PASSAGE TO READ ▸
========
Issue
If an unlimited general partnership formed under a foreign partnership law is a 'company' for tax purposes, does it qualify as a member of the same 'wholly-owned group' as required by subsection 126-50(1) of the Income Tax Assessment Act 1997 (ITAA 1997), so as to enable its partners to obtain capital gains tax (CGT) roll-over on contributing shares to the partnership?
Decision
No. The partnership is not a body corporate with shares for purposes of Subdivision 975-W of the ITAA 1997 and therefore cannot be a member of the same 'wholly-owned group' at the time of the trigger event as required by subsection 126-50(1) of the ITAA 1997.
Facts
Two companies formed a partnership under a foreign partnership Act.
Each of those companies are a '100% subsidiary' of a holding company.
Each of those companies owns 100% interest in a resident subsidiary company.
Each of those companies contributed shares in the resident subsidiary company to the partnership.
The foreign partnership Act provides that the 'partnership is a separate legal entity distinct from its partners unless or to the extent otherwise provided in a statement of partnership existence and in a partnership agreement'.
The Partnership Agreement provides that any provision of the agreement may be amended or waived by each of the partners in the case of an amendment, or by the partner against whom the waiver is to be effective in the case of a waiver.
Reasons for Decision
Subdivision 126-B of the ITAA 1997 provides CGT roll-over to a company (the originating company) that transfers a CGT asset to, or creates a CGT asset in, another company (the recipient company) that is a member of the same 'wholly-owned group'.
Subsection 126-50(1) of the ITAA 1997 requires the originating and recipient companies to be members of the same 'wholly-owned group' at the time of the trigger event.
Section 975-500 of the ITAA 1997 states:
Two companies are members of the same wholly-owned group if:
one of the companies is a 100% subsidiary of the other company; or
each of the companies is a 100% subsidiary of the same third company.
Subsection 975-505(1) of the ITAA 1997 provides that a company is a '100% subsidiary' of another company if all the shares in the subsidiary company are beneficially owned by the holding company, or one or more 100% subsidiaries of the holding company, or both.
========
ENTRIES SUPPLIED ▸

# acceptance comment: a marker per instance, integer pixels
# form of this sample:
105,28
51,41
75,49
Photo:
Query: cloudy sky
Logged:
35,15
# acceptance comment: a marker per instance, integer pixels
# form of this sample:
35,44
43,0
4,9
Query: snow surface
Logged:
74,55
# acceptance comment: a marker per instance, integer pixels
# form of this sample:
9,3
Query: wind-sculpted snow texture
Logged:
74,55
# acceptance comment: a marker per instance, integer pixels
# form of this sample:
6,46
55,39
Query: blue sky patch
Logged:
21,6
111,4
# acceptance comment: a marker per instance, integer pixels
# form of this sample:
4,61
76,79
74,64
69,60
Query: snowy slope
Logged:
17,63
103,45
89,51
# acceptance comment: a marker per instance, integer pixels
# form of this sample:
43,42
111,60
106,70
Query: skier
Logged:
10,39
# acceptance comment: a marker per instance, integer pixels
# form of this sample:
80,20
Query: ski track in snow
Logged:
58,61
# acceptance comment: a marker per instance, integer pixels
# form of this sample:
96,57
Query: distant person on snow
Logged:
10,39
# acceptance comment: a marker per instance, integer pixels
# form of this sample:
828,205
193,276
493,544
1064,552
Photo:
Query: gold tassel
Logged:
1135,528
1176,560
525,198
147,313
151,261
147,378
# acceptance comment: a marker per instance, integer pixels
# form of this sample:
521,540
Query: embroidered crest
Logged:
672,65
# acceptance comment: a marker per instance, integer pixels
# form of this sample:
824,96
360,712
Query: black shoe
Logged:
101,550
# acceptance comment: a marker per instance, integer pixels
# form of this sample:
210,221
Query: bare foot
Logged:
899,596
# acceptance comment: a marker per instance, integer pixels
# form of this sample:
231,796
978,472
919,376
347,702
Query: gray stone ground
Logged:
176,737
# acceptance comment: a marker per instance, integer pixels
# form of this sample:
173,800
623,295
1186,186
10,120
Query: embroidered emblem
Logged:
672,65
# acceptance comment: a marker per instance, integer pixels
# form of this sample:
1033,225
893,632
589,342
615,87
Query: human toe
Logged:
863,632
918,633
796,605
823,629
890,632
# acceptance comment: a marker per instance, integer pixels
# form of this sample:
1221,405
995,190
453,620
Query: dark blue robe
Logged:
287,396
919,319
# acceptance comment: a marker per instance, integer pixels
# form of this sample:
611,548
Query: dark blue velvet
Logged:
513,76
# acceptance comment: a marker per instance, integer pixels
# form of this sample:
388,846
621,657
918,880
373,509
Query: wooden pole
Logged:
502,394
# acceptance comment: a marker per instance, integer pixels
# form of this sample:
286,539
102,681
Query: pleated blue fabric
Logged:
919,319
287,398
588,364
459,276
========
TO-DO LIST ▸
[a] Gather every line of the records that contains the string "blue", matching case exactly.
[b] Extend the tax ruling on CGT roll-over for a foreign partnership, picking up after its last sentence.
The text and the records are unrelated to each other.

ANSWERS PER TASK ▸
[a]
Query: blue sky patch
Query: dark blue robe
Query: dark blue velvet
Query: pleated blue fabric

[b]
Subsection 995-1(1) of the ITAA 1997 defines 'share' in a company to mean 'a share in the capital of a company, and includes stock'.
Paragraph 22 of Taxation Ruling TR 94/30 states that 'an often-used description of a share is that it is an aliquot interest of a shareholder in a company as measured by a sum of money.'
'Company' is defined in subsection 995-1(1) of the ITAA 1997 as: a) a body corporate; or b) any other unincorporated association or body of persons; but does not include a partnership or a non-entity joint venture.
The expression 'body corporate' resorts to general law principles. The Macquarie Dictionary 3rd edition, 1997, Macquarie University, NSW defines a 'body corporate' as 'an association or group of persons legally incorporated in a corporation'.
The Macquarie Dictionary also defines a 'corporation' as: An association of individuals, created by law or under authority of law, having a continuous existence irrespective from that of its members, and powers and liabilities distinct from those of its members.
A company in which a share is held is best described by paragraph (a) of the definition of a 'company' in subsection 995-1(1) of the ITAA 1997, as a 'body corporate'. That is, it has a separate legal identity of its own that it obtains upon becoming incorporated under relevant corporations legislation.
Tomasic, R, Jackson J, Woellner R 2002 Corporations Law: Principles, Policy and Process , 4th edn, Butterworths, Australia, p.215 expresses the view that: Upon incorporation, the company "comes into existence as a body corporate" under its specified name at the beginning of the day of registration (s.119) and has the legal capacity and powers of an individual, and all the "special" powers of a body corporate including the power to issue shares and debentures...
A partnership whose separate legal identity can be affected by a variation or amendment to the Partnership Agreement owes that identity not to statute but, essentially, to the Partnership Agreement under contract law. It is therefore incompatible with the concept of an incorporated company pursuant to a corporations law. The partnership is best described by paragraph (b) of the definition of a 'company' in subsection 995-1(1) of the ITAA 1997 as an 'unincorporated association'.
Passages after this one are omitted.